# Start of EXTRACT TO READ
# Sketch for my C Minor Piano Sonata



## daniel.fahimi (3 mo ago)

Tell me what you think!


----------



## Chat Noir (4 mo ago)

Starts great, wanders off a bit from about 12 bars before where it finishes. Has potential, keep going!


----------



## Rogerx (Apr 27, 2018)

I am with Chat noir, towards the end it's getting strange, love to hear more work from you.


----------



## bagpipers (Jun 29, 2013)

Why C minor it's the 21st century ,ditch the key sig and write free form,I have not an opus with a key signature since I was 19 and I'm 47


----------



## Chat Noir (4 mo ago)

bagpipers said:


> Why C minor it's the 21st century ,ditch the key sig and write free form,I have not an opus with a key signature since I was 19 and I'm 47


“There is still plenty of good music to be written in C major.”
-- Arnold Schoenberg
(might be a misattribution).


----------



## Vasks (Dec 9, 2013)

At the tempo of your playback mss. 36-37 and 40-42 are physically improbable.


----------



## Chat Noir (4 mo ago)

Vasks said:


> At the tempo of your playback mss. 36-37 and 40-42 are physically improbable.


I wouldn't say that! It would just need an actual pianist.There is plenty of piano music people have thought 'improbable'. Some of it is in the repertoire.


----------



## hammeredklavier (Feb 18, 2018)

bagpipers said:


> I have not an opus with a key signature since I was 19 and I'm 47


I'll be looking forward to hear your atonal medley ensembles for bagpipes.


----------



## bagpipers (Jun 29, 2013)

hammeredklavier said:


> I'll be looking forward to hear your atonal medley ensembles for bagpipes.


I'm semi-atonal ,I mix it up.
Bagpipers handle was a reference to the first movement of "Sonatina" by Bartok,I don't play bag pipes LOL


----------



## mikeh375 (Sep 7, 2017)
# End of EXTRACT TO READ
# Start of DATA ENTRIES
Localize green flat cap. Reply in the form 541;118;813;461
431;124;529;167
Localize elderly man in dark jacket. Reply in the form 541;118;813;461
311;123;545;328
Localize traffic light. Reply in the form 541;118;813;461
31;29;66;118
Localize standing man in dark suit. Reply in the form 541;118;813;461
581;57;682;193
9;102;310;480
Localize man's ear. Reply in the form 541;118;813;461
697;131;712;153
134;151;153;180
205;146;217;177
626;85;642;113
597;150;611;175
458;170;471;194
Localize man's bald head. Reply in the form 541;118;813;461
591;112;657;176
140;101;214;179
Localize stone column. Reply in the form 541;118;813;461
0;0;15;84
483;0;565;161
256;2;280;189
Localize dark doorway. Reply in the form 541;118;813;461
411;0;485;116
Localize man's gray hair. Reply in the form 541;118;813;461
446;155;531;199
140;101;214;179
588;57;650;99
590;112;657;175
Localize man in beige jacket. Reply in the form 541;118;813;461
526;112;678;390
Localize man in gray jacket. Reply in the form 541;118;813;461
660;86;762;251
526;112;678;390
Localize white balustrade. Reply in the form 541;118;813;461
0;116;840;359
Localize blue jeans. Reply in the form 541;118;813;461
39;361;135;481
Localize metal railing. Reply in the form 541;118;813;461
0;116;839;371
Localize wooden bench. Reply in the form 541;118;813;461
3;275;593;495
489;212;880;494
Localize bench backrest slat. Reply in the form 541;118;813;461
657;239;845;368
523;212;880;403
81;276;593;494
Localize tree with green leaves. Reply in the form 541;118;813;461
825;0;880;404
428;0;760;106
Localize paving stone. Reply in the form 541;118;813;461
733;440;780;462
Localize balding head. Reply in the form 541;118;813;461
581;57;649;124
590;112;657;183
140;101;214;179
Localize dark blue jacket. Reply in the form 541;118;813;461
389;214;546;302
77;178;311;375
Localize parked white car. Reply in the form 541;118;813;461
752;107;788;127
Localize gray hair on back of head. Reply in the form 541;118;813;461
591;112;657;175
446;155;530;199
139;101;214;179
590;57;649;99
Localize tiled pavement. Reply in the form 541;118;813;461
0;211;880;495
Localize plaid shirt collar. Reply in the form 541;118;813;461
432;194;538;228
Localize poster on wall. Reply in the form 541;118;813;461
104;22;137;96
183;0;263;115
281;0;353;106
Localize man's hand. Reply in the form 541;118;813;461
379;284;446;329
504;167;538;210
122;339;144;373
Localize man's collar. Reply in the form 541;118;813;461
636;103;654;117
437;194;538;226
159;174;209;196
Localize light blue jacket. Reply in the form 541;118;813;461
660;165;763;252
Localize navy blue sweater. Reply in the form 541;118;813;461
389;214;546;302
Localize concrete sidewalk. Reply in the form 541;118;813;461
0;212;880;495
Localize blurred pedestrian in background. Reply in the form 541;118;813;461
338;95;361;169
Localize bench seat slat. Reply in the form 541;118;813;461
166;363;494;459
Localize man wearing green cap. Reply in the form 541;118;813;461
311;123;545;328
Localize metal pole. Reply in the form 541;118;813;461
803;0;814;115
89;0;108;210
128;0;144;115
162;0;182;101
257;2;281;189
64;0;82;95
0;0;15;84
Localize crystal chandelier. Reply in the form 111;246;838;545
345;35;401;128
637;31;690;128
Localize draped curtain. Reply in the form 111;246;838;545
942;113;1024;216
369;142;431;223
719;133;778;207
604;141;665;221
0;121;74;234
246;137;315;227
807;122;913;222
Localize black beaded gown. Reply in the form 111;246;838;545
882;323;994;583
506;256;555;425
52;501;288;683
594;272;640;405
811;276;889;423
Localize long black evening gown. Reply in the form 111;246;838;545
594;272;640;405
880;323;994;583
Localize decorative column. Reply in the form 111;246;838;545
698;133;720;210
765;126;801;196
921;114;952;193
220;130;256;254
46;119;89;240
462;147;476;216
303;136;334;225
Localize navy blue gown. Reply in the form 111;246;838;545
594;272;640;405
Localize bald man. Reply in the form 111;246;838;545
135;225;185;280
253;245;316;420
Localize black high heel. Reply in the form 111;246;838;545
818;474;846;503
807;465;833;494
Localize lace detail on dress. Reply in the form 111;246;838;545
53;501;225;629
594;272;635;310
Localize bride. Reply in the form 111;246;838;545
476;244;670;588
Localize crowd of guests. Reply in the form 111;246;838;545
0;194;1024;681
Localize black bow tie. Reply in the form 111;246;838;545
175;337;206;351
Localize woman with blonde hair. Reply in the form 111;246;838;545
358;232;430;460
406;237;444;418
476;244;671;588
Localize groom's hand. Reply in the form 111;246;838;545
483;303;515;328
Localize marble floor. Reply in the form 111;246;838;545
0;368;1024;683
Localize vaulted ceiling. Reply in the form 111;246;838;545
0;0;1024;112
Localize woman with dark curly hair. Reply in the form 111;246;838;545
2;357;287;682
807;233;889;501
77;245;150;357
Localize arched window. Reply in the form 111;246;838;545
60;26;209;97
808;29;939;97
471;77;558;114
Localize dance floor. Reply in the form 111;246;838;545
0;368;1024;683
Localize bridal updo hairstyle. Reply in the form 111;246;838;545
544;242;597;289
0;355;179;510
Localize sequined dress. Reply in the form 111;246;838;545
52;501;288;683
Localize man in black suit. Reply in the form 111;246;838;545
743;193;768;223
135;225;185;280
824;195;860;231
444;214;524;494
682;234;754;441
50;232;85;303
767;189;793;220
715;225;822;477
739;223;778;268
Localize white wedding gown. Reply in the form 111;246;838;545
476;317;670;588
# End of DATA ENTRIES
TASKS AND EXERCISES
1 > In the piano sonata thread, what does bagpipers say the handle refers to?
2 > Write the next part of the piano sonata thread, picking up from the point where it stops.

RESPONSES
1 > The first movement of "Sonatina" by Bartok.

2 >
Vasks said:


> At the tempo of your playback mss. 36-37 and 40-42 are physically improbable.


I agree. The octaves are also an unnecessary addition to the runs because they rob the music of the easy facility and therefore clarity required for performing musically this style of writing imo. The effectiveness shown in the single note lh runs prior to the octaves are much more appropriate and technically sensible.
Keep up the good work @daniel.fahimi and keep your ears and mind open to exploration of new sound too as you are clearly developing some basic techniques nicely.


----------



## Bwv 1080 (Dec 31, 2018)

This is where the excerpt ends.